- _How to complete this task_
Answer these questions from the study summary on solid stress compression:
(a) Which two transcripts and proteins were found to be upregulated in response to solid stress?
(b) Which cells were profiled by RNA-seq?
(c) How long after the start of compression was the profiling done?
*** Source extract Section Begins ***
Solid stress compression enhances breast cancer cell migration through the upregulation of Interleukin-6

Apart from biochemical signals, tumour cells respond to biophysical and mechanical cues from their environment. The mechanical forces from the tumour microenvironment could be in the form of shear stress, tension, or solid stress compression. In this study, we explore the effects of solid stress compression on tumour cells. Solid stress compression, a prevalent biomechanical stimulus accumulated during tumour growth, has been shown to enhance invasive and metastatic phenotypes in cancer cells. However, the underlying molecular mechanism that elicits this aggressive metastatic phenotype, especially in breast cancer, is not well understood. Using an established 2D in vitro setup to apply incremental solid stress compression, we found that migratory and invasive capacities of aggressive breast cancer cells were enhanced in a biphasic manner. We also found that Interleukin-6 (IL-6) and SNAI1 transcripts and proteins were upregulated in response to solid stress. The resultant increased secretion of IL-6 could in turn lead to autocrine activation of downstream signalling pathways and impact on cancer cell migration and invasion. Overall design: RNA-seq profiling of MDA-MB-231 cells under different compressive stresses (Uncompressed 0 Pascals, 386.5 Pascals, 773 Pascals and 1546 Pascals) post 16 hours of compression.
*** Source extract Section Ends ***
*** Information shown Section Begins ***
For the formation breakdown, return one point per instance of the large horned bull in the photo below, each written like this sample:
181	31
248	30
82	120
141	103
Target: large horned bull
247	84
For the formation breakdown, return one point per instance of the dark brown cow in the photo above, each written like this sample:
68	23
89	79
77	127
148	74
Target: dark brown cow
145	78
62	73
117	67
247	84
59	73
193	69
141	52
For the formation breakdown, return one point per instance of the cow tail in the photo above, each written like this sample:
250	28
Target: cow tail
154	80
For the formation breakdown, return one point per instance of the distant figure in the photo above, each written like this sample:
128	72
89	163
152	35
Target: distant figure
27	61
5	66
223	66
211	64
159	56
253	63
*** Information shown Section Ends ***
- _Answer to the problem_
(a) Interleukin-6 (IL-6) and SNAI1
(b) MDA-MB-231 cells
(c) 16 hours